● Materials provided
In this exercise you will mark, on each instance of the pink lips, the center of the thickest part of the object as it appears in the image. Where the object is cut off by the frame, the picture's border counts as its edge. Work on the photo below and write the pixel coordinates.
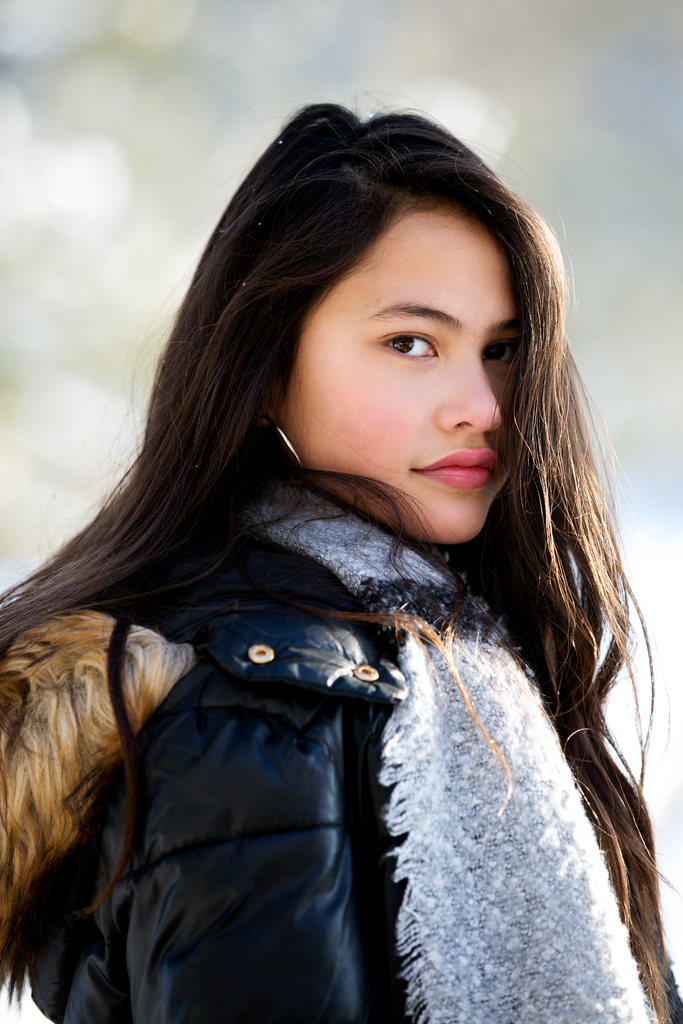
(466, 469)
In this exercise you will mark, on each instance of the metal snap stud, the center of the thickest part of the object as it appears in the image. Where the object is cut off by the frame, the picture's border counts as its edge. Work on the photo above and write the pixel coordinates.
(260, 653)
(366, 673)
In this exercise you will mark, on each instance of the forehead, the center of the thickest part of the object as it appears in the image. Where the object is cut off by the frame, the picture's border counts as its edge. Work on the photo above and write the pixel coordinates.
(434, 257)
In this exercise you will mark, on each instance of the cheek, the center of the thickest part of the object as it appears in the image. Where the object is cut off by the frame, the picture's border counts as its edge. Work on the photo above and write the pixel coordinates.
(359, 412)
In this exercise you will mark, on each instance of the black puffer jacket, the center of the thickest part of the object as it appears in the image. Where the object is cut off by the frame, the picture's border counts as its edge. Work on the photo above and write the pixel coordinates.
(260, 888)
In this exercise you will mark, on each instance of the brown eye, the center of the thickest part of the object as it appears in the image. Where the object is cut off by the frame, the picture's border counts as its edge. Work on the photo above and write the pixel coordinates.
(502, 351)
(411, 344)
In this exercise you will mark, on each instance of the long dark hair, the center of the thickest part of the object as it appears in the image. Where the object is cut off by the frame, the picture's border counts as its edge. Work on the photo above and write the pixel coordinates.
(319, 196)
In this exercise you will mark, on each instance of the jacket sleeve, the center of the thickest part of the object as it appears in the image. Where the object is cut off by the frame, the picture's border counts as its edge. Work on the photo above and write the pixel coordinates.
(241, 903)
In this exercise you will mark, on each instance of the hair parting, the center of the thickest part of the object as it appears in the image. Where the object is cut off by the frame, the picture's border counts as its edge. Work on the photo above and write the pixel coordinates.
(305, 215)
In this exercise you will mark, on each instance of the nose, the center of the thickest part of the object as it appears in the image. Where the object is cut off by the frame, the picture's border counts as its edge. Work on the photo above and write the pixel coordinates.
(469, 401)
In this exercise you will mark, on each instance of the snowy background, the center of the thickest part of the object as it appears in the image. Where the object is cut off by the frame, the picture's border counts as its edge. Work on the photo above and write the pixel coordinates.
(125, 124)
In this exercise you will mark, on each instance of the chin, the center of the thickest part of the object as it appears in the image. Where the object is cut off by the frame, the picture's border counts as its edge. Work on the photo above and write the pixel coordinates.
(449, 525)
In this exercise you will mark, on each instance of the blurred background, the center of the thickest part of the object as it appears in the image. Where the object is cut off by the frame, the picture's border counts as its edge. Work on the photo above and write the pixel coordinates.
(125, 125)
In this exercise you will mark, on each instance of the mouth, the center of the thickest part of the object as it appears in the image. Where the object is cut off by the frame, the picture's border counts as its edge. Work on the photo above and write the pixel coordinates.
(466, 470)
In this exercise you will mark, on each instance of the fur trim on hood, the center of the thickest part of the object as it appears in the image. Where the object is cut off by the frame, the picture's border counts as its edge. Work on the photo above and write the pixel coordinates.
(61, 750)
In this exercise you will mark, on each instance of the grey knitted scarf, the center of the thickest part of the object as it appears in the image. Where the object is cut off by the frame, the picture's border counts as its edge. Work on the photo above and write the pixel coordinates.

● Work required
Each line of the data should be quoted exactly, with pictures left out.

● Output for this task
In this exercise you will mark, on each instance of the pink lips, the center of the thickest part of the object as it appears in the image. Where the object is cut off by the frame, the picture's border counts as its edge. Work on the photo below and write the pixel coordinates.
(466, 469)
In this exercise you will mark, on each instance of the metal snap stud, the center of the thickest part of the object as it appears in the image. Where the object is cut off by the frame, the picture's border counts as its edge. Work on the photo above and write the pixel coordinates.
(260, 653)
(366, 673)
In this exercise you will mark, on each instance of the forehead, the center of the thickest part of the object as it appears in the image. Where the object is cut off by the frame, the picture's border counts as its edge. Work on the photo above and write the pixel coordinates.
(434, 257)
In this exercise you will mark, on each instance of the cheek, the center of the thickest part of the object as it appears in the image. Where the object is cut off by the frame, the picture's border counts as its edge. Work on the photo above and write the pixel coordinates.
(359, 412)
In this exercise you will mark, on each instance of the black puffer jacket, the center of the thickest part of the object as it appears in the image. Where the object is cut off by the frame, the picture's border counts as its edge. Work on the photo above and write the pixel coordinates.
(260, 888)
In this exercise you will mark, on each instance of the brown eye, the center of the thickest part of the object as it appears in the image. Where the object is cut off by the frame, the picture's border counts as its edge. Work on the photo above and write the pixel coordinates.
(502, 351)
(411, 344)
In this exercise you will mark, on each instance of the long dark hair, the center of the thickest part of the object as it appears in the image. Where the object is cut off by the frame, the picture's border counts as its edge. Work on the photo above and write the pixel coordinates.
(319, 196)
In this exercise you will mark, on each instance of the jacket sleeve, the center of the thickest part of the object as it appears in the image. Where the object is cut off by the frame, the picture's border counts as its edge. Work on the photo above and write the pixel coordinates.
(241, 903)
In this exercise you will mark, on each instance of the hair parting, the center of the thickest part of the object as it appears in the image. Where the object is cut off by the frame, the picture's border counts as its edge. Work on the photo above and write the pixel coordinates.
(305, 215)
In this exercise you will mark, on each instance of the nose, the center of the thickest part of the object as it appears in the image. Where the object is cut off by the frame, the picture's border counts as its edge. Work on the photo above and write the pixel coordinates.
(469, 401)
In this exercise you will mark, on each instance of the snowy background, the center of the thickest part of the object as it appears in the image. Where the object is cut off by the frame, the picture's border counts as its edge. Work on the photo above and write the pixel coordinates.
(125, 124)
In this exercise you will mark, on each instance of the chin, the center of the thickest part of the object as it appears in the image. Where the object is cut off by the frame, the picture's border counts as its edge. Work on the photo above and write the pixel coordinates.
(449, 525)
In this exercise you will mark, on each instance of the blurred background, the center of the thickest part of the object as it appears in the image. Where the object is cut off by the frame, the picture's border counts as its edge. Work on the photo above and write the pixel coordinates.
(125, 125)
In this exercise you will mark, on each instance of the mouth, the center of the thickest part of the object as it appears in the image. Where the object is cut off by the frame, the picture's border counts as its edge. Work on the photo above and write the pixel coordinates.
(466, 470)
In this exercise you will mark, on each instance of the fur trim on hood, the center of the thickest part of the object as it appears in the image. Where the object is cut off by the frame, the picture's border counts as its edge. Work on the photo above and write the pixel coordinates.
(61, 750)
In this exercise you will mark, on each instance of the grey knitted scarf, the center of the thickest part of the object as it appears in the image. Where the object is cut off by the frame, the picture's border counts as its edge. Work on the photo above and write the pixel coordinates.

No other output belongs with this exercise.